_Aim_. Repeat the material below exactly, line for line.
— begin Exercise materials —
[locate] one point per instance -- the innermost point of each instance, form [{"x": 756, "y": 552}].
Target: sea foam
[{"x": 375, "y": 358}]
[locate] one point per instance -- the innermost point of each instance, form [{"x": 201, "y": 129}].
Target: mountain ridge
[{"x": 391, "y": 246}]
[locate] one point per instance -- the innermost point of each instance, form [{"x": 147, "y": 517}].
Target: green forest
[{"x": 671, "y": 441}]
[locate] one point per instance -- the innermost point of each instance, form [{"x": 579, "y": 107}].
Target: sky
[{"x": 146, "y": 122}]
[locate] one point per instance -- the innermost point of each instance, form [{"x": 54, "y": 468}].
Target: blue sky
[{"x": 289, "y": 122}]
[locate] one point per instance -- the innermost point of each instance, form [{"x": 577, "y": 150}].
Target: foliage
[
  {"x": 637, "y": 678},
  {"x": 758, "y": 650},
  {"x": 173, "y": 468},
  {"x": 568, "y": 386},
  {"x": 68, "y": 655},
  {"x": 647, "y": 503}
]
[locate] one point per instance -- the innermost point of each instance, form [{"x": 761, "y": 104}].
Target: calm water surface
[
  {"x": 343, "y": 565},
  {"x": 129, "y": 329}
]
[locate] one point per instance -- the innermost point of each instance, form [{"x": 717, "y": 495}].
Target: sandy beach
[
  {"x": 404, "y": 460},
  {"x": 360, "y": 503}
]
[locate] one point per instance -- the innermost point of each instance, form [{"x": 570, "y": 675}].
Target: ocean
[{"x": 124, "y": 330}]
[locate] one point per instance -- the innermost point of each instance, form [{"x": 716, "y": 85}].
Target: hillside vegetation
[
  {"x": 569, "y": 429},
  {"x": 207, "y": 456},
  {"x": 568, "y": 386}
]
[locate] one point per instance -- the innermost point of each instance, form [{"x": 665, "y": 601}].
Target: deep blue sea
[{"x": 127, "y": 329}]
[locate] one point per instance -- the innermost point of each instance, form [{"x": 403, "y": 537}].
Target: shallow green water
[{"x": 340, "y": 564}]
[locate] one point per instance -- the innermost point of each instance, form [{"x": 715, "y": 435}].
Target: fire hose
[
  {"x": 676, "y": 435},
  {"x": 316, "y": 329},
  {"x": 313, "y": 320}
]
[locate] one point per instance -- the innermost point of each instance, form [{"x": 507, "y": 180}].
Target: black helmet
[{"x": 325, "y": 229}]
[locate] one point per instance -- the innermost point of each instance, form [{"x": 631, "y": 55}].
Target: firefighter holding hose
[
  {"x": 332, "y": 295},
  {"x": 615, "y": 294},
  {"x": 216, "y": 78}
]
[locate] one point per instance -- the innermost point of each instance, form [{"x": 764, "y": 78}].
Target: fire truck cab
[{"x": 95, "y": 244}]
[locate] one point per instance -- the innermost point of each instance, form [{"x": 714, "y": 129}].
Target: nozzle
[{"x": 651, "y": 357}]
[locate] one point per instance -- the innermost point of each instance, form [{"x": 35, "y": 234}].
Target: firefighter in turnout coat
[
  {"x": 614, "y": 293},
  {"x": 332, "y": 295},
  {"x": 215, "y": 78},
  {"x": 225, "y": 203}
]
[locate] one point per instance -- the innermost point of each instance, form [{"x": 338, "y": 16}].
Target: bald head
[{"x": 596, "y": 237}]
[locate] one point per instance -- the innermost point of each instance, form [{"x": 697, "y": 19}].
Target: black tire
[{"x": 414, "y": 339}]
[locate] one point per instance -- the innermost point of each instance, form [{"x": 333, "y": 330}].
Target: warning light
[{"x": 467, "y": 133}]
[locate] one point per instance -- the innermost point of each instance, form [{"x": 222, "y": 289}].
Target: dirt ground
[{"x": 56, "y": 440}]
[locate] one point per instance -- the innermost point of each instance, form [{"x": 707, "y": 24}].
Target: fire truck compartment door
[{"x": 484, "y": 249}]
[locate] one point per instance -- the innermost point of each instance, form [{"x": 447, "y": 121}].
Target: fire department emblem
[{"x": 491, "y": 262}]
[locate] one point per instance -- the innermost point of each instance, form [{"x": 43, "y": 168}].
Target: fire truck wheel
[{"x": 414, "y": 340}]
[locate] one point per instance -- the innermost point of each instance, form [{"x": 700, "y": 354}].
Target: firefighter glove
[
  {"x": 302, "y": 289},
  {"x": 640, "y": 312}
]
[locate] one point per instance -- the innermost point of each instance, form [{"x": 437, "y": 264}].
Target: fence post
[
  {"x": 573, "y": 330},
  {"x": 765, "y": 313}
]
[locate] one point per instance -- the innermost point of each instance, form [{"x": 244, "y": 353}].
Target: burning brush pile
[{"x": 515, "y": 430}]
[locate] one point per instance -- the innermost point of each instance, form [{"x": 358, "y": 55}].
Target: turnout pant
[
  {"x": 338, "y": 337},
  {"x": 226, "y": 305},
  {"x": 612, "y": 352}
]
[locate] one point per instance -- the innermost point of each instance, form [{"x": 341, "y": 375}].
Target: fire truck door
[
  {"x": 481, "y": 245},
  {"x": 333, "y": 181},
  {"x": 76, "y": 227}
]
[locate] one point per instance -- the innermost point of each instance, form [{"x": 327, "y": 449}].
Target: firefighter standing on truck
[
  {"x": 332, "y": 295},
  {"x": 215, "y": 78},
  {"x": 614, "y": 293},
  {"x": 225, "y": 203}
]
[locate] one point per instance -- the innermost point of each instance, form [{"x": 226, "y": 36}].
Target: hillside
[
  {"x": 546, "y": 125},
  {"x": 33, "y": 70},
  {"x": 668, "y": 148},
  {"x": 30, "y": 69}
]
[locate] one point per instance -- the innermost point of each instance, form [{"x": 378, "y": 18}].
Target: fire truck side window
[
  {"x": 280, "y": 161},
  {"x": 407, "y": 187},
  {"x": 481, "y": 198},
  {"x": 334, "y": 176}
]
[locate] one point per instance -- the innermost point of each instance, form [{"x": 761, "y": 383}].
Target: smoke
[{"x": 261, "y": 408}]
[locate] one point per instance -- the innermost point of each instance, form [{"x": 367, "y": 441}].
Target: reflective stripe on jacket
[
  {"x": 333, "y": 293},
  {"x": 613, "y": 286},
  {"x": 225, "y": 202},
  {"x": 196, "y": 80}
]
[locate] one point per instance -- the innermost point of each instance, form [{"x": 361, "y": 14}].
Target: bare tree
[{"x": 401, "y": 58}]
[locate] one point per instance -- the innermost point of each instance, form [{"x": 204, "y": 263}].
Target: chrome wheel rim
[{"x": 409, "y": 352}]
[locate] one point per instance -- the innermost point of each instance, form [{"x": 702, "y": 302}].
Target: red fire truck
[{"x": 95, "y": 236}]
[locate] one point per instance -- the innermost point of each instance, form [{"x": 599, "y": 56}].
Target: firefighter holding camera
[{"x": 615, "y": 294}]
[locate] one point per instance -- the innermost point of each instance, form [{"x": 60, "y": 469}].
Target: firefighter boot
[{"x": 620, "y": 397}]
— end Exercise materials —
_Complete response_.
[locate] one point per instance -- the innermost point of each instance, form [{"x": 756, "y": 552}].
Target: sea foam
[{"x": 375, "y": 358}]
[locate] one point per instance -- the innermost point of each instance, form [{"x": 201, "y": 129}].
Target: mountain ridge
[{"x": 391, "y": 246}]
[locate] one point per instance -- the innermost point of each instance, form [{"x": 147, "y": 517}].
Target: green forest
[{"x": 671, "y": 441}]
[locate] one point per instance -- the innermost point of each instance, form [{"x": 579, "y": 107}].
Target: sky
[{"x": 146, "y": 122}]
[locate] one point per instance -- the innermost point of each instance, form [{"x": 54, "y": 468}].
Target: blue sky
[{"x": 289, "y": 122}]
[locate] one point per instance -- the innermost point of each instance, form [{"x": 577, "y": 150}].
Target: foliage
[
  {"x": 637, "y": 678},
  {"x": 758, "y": 650},
  {"x": 173, "y": 468},
  {"x": 568, "y": 386},
  {"x": 68, "y": 655},
  {"x": 647, "y": 503}
]
[locate] one point per instance -- the innermost point of each instance, form [{"x": 761, "y": 104}].
Target: calm water surface
[
  {"x": 343, "y": 565},
  {"x": 129, "y": 329}
]
[locate] one point per instance -- the innermost point of each instance, form [{"x": 717, "y": 495}].
Target: sandy beach
[
  {"x": 404, "y": 460},
  {"x": 360, "y": 503}
]
[locate] one point per instance -- the innermost point of each instance, form [{"x": 570, "y": 675}].
Target: ocean
[{"x": 124, "y": 330}]
[locate] one point per instance -- the innermost point of each instance, form [{"x": 716, "y": 85}].
Target: hillside vegetation
[
  {"x": 569, "y": 429},
  {"x": 207, "y": 456},
  {"x": 568, "y": 386}
]
[locate] one point per instance -- the innermost point of each instance, form [{"x": 665, "y": 601}].
Target: deep blue sea
[{"x": 127, "y": 329}]
[locate] one point per instance -- the innermost point of each instance, form [{"x": 403, "y": 537}].
Target: shallow green water
[{"x": 340, "y": 564}]
[locate] one point per instance -- the innermost point of each instance, form [{"x": 715, "y": 435}].
Target: fire hose
[
  {"x": 676, "y": 435},
  {"x": 316, "y": 329},
  {"x": 313, "y": 320}
]
[locate] one point per instance -- the innermost point of each instance, form [{"x": 507, "y": 180}].
Target: black helmet
[{"x": 325, "y": 229}]
[locate] one point per instance -- the innermost point of each instance, form [{"x": 631, "y": 55}].
Target: firefighter holding hose
[
  {"x": 332, "y": 295},
  {"x": 615, "y": 294},
  {"x": 216, "y": 78}
]
[locate] one point per instance -- the innermost point of each instance, form [{"x": 764, "y": 78}].
Target: fire truck cab
[{"x": 95, "y": 244}]
[locate] one point per instance -- the innermost point of each instance, form [{"x": 714, "y": 129}].
Target: nozzle
[{"x": 651, "y": 357}]
[locate] one point per instance -- the innermost point of each instance, form [{"x": 35, "y": 234}].
Target: firefighter in turnout coat
[
  {"x": 614, "y": 293},
  {"x": 332, "y": 295},
  {"x": 215, "y": 78},
  {"x": 225, "y": 203}
]
[locate] one point per instance -- the innermost point of each instance, form [{"x": 338, "y": 16}].
Target: bald head
[{"x": 596, "y": 237}]
[locate] one point per instance -- the innermost point of each instance, form [{"x": 697, "y": 19}].
Target: black tire
[{"x": 414, "y": 339}]
[locate] one point per instance -- the innermost point of each instance, form [{"x": 333, "y": 330}].
Target: warning light
[{"x": 467, "y": 133}]
[locate] one point per instance -- the innermost point of each instance, form [{"x": 222, "y": 289}].
Target: dirt ground
[{"x": 56, "y": 440}]
[locate] one point per instance -- the innermost point of each instance, form [{"x": 707, "y": 24}].
Target: fire truck compartment door
[{"x": 484, "y": 249}]
[locate] one point per instance -- the innermost point of each instance, form [{"x": 447, "y": 121}].
Target: fire department emblem
[{"x": 491, "y": 262}]
[locate] one point per instance -- the innermost point of each instance, form [{"x": 43, "y": 168}].
Target: fire truck wheel
[{"x": 414, "y": 340}]
[locate] one point per instance -- the innermost point of each instance, form [{"x": 700, "y": 354}].
Target: firefighter glove
[
  {"x": 302, "y": 289},
  {"x": 640, "y": 312}
]
[locate] one point per instance -- the innermost point of each instance, form [{"x": 437, "y": 264}].
Target: fence post
[
  {"x": 573, "y": 330},
  {"x": 765, "y": 313}
]
[locate] one point per instance -- the innermost point of each instance, form [{"x": 244, "y": 353}].
Target: burning brush pile
[{"x": 515, "y": 430}]
[locate] one point per instance -- the innermost point of each instance, form [{"x": 358, "y": 55}].
Target: turnout pant
[
  {"x": 338, "y": 337},
  {"x": 226, "y": 305},
  {"x": 612, "y": 352}
]
[locate] one point per instance -- the innermost point of each instance, form [{"x": 341, "y": 375}].
Target: fire truck door
[
  {"x": 481, "y": 245},
  {"x": 333, "y": 181},
  {"x": 76, "y": 227}
]
[locate] one point per instance -- the innermost point of each instance, form [{"x": 327, "y": 449}].
Target: firefighter standing on truck
[
  {"x": 332, "y": 295},
  {"x": 215, "y": 78},
  {"x": 614, "y": 293},
  {"x": 225, "y": 203}
]
[locate] one point per instance -- the innermost point of each instance, form [{"x": 226, "y": 36}].
Target: hillside
[
  {"x": 546, "y": 125},
  {"x": 33, "y": 70},
  {"x": 668, "y": 148},
  {"x": 30, "y": 69}
]
[locate] one point per instance -- the innermost point of each instance, form [{"x": 378, "y": 18}].
Target: fire truck side window
[
  {"x": 280, "y": 161},
  {"x": 407, "y": 187},
  {"x": 481, "y": 198},
  {"x": 334, "y": 176}
]
[locate] one point per instance -- the innermost point of each instance, form [{"x": 761, "y": 383}].
Target: smoke
[{"x": 261, "y": 408}]
[locate] one point per instance -- the innermost point of each instance, form [{"x": 367, "y": 441}].
Target: reflective stripe on jacket
[
  {"x": 333, "y": 293},
  {"x": 613, "y": 286},
  {"x": 225, "y": 202},
  {"x": 196, "y": 80}
]
[locate] one point per instance -- the innermost point of each instance, form [{"x": 361, "y": 14}].
Target: bare tree
[{"x": 401, "y": 58}]
[locate] one point per instance -- the innermost point of each instance, form [{"x": 204, "y": 263}].
Target: chrome wheel rim
[{"x": 409, "y": 352}]
[locate] one point per instance -- the innermost point of each instance, form [{"x": 702, "y": 302}].
Target: red fire truck
[{"x": 95, "y": 236}]
[locate] one point per instance -- the innermost point of each instance, form [{"x": 599, "y": 56}].
Target: firefighter holding camera
[{"x": 615, "y": 294}]
[locate] one point per instance -- the innermost point of each instance, form [{"x": 60, "y": 469}].
Target: firefighter boot
[{"x": 620, "y": 397}]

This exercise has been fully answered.